> GIVEN TASK
Count the lines in the items below that contain the word "black" and give only the number.

> DATA ENTRIES
--- Start ---

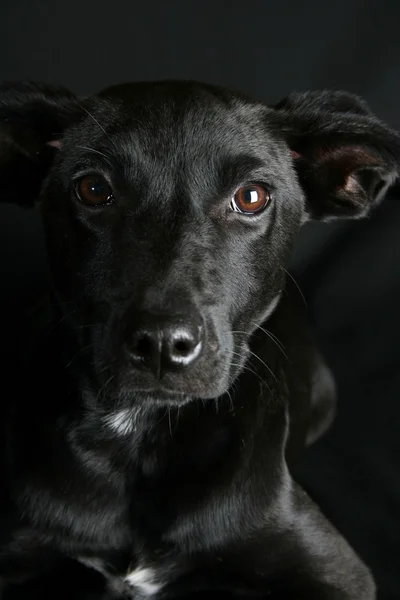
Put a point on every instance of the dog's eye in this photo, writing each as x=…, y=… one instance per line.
x=250, y=199
x=94, y=190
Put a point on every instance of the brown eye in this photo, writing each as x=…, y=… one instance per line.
x=250, y=199
x=94, y=190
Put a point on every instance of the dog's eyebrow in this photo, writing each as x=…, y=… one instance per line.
x=239, y=168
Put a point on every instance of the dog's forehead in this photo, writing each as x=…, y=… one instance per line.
x=182, y=117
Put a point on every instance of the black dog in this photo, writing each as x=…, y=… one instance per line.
x=171, y=379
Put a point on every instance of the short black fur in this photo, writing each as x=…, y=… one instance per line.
x=170, y=380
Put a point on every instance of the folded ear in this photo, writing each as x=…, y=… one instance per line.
x=33, y=117
x=346, y=158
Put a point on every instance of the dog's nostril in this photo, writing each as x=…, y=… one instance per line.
x=143, y=346
x=183, y=347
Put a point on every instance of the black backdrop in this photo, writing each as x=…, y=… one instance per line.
x=350, y=274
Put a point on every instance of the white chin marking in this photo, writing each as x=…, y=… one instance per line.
x=123, y=421
x=143, y=579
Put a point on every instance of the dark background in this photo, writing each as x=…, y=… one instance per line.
x=349, y=273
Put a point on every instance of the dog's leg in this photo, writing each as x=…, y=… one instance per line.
x=322, y=564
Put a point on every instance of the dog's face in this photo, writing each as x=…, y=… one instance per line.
x=170, y=212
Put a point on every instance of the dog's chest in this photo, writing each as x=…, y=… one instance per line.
x=141, y=582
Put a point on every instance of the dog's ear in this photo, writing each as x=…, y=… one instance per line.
x=33, y=117
x=346, y=158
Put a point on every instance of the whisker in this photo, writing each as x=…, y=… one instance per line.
x=246, y=368
x=274, y=339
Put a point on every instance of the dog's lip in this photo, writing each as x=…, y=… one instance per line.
x=161, y=393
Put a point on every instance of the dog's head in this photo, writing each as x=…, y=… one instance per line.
x=170, y=212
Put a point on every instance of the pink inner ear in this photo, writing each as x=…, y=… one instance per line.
x=55, y=144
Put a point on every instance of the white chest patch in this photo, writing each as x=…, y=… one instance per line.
x=144, y=580
x=122, y=422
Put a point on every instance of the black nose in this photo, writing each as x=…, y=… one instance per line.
x=165, y=343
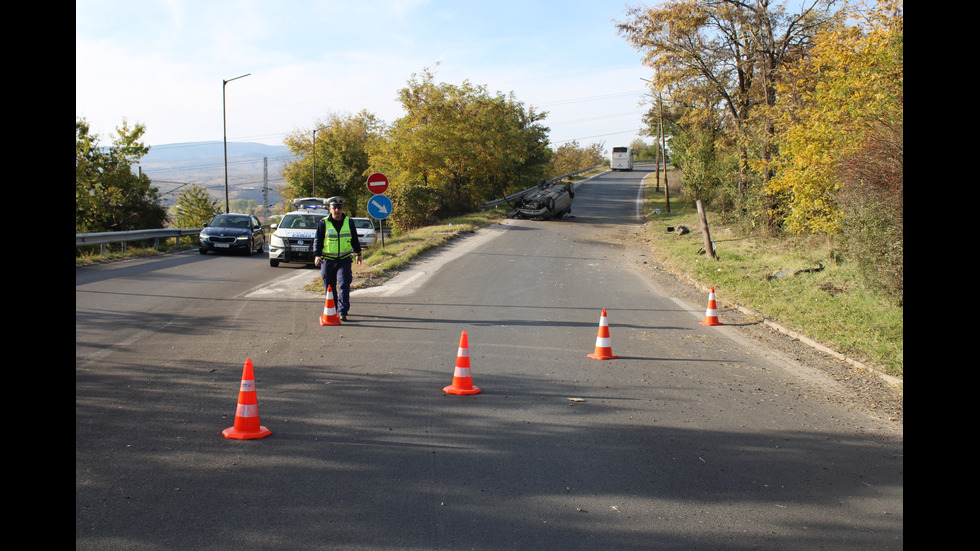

--- End ---

> RESPONSE TO THIS EXERCISE
4